More about communication

Communication problems of autistic people may originate from a more or less disturbed language development. Some are good talkers, but not in a way which is appropriate to the situation or the person. Often they find it difficult to start and maintain a conversation, especially with strangers. Sometimes there is peculiar language or vocabulary, such as speaking bookish language or pronoun reversal or misuse. (I.e. indicating oneself as ‘he’ or ‘she’.)

In children varied, spontaneous pretend play or social imitative play, is often lacking. Communication problems can often be traced back to a cognitive inability to understand symbols, in this case the symbolic use of language, but also abstractions and complex sentences.

‘Qualitative impairments in communication’ were not mentioned in the old DSM for Asperger’s syndrome where this was a separate category. In the latest DSM-5, however, Asperger’s is dissolved into a continuum in which “persistent difficulties in the social use of verbal and nonverbal communication” is one of the main autism symptoms. When communication difficulties are less severe, they may only manifest themselves when the social demands exceed one’s capacities, such as in close contact with others.

The relevance of communication problems for autism-friendly design may not be immediately apparent. They are, however, which becomes more obvious when one realizes that the built environment sets important conditions under which social life is lived. When laying out the relevant autistic characteristics here, we briefly summarize the main area’s where autistic limitations and peculiarities interact with the physical environment. Communication problems are among them; these too are a strong motive for autism-friendly design.

Dataset
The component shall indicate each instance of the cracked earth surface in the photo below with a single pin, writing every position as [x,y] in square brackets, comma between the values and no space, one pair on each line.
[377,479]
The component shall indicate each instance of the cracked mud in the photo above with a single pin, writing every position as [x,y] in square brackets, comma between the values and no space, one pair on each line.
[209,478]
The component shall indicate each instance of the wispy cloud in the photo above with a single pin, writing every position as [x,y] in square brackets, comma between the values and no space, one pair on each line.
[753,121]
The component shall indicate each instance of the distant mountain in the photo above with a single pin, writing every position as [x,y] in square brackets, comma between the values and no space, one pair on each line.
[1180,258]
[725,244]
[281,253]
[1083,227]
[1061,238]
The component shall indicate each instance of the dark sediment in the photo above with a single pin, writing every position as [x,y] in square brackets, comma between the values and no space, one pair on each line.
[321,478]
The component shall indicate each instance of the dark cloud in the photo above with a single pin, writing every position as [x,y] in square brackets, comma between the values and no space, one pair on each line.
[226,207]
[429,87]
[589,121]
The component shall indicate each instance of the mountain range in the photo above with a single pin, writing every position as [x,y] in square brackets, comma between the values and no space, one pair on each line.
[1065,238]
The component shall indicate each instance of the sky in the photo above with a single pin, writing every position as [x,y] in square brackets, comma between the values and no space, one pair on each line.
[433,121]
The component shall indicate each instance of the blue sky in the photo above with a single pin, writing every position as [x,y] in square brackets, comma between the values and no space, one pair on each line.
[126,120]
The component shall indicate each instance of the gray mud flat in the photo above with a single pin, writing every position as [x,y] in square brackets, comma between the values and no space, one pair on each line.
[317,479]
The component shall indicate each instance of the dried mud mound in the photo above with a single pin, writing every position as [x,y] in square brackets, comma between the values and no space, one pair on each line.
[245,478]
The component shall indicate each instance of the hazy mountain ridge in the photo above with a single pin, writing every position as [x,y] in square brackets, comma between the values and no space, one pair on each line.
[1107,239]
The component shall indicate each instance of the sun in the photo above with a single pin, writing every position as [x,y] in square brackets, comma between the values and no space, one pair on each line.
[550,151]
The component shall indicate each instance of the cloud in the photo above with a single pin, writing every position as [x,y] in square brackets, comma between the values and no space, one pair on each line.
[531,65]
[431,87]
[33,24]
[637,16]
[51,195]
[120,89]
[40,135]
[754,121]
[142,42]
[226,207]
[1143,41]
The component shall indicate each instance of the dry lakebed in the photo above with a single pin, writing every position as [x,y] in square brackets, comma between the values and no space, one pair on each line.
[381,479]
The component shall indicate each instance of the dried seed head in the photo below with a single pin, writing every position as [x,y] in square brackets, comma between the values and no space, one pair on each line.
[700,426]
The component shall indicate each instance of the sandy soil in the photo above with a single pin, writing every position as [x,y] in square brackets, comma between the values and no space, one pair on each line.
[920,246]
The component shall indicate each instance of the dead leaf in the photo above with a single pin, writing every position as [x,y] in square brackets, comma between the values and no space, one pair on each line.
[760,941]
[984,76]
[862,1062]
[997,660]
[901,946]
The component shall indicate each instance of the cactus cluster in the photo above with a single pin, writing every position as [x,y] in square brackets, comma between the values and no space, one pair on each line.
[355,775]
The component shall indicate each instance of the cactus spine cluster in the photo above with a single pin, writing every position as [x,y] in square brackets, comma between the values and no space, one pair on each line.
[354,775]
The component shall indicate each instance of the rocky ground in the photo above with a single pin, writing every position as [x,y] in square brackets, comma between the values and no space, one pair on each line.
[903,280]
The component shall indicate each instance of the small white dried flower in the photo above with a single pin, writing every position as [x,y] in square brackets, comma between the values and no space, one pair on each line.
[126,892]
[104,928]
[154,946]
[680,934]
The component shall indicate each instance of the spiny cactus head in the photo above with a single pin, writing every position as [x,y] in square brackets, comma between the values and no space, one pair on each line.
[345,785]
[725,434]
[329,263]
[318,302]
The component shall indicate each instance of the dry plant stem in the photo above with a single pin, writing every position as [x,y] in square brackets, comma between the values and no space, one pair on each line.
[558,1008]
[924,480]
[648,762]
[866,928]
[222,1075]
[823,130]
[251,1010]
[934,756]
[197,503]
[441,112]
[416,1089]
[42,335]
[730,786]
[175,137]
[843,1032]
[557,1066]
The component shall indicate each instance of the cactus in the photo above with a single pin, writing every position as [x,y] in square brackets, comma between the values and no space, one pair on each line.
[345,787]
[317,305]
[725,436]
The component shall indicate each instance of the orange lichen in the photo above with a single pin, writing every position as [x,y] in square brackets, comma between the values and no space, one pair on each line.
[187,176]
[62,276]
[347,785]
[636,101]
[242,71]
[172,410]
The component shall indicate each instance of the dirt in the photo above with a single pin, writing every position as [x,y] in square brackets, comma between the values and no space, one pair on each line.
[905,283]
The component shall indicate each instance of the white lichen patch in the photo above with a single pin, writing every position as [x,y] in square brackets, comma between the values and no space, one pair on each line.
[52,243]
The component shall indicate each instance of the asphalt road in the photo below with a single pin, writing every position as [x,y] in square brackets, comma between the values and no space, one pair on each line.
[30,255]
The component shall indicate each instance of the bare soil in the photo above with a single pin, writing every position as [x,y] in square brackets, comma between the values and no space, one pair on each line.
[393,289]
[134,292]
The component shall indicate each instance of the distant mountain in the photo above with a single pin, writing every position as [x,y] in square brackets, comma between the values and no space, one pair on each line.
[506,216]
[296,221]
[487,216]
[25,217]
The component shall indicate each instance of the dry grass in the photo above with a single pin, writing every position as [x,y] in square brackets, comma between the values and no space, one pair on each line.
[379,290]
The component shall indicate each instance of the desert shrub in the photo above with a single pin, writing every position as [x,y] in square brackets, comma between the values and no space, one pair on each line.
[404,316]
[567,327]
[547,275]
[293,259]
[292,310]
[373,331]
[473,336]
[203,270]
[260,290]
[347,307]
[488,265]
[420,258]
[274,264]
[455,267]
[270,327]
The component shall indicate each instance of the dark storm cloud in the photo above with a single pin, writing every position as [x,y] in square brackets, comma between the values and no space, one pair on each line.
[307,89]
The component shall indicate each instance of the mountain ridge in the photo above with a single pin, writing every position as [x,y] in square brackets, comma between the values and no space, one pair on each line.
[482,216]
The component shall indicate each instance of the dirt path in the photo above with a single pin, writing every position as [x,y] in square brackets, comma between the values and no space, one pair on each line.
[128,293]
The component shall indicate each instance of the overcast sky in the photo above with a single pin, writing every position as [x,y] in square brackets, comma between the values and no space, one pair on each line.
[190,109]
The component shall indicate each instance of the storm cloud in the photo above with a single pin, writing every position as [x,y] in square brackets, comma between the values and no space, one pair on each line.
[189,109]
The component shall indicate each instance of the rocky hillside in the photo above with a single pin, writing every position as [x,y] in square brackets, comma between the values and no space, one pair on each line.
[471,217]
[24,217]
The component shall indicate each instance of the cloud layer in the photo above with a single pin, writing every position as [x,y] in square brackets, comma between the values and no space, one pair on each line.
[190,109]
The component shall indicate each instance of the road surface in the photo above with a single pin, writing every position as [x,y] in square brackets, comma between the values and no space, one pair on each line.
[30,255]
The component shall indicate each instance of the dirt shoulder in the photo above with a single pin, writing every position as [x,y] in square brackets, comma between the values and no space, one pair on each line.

Exercise
Reproduce word for word the part of the passage on communication that starts with the words "More about communication" and ends with "and complex sentences.". The lines have no connection to the passage on communication.

Answer section
More about communication

Communication problems of autistic people may originate from a more or less disturbed language development. Some are good talkers, but not in a way which is appropriate to the situation or the person. Often they find it difficult to start and maintain a conversation, especially with strangers. Sometimes there is peculiar language or vocabulary, such as speaking bookish language or pronoun reversal or misuse. (I.e. indicating oneself as ‘he’ or ‘she’.)

In children varied, spontaneous pretend play or social imitative play, is often lacking. Communication problems can often be traced back to a cognitive inability to understand symbols, in this case the symbolic use of language, but also abstractions and complex sentences.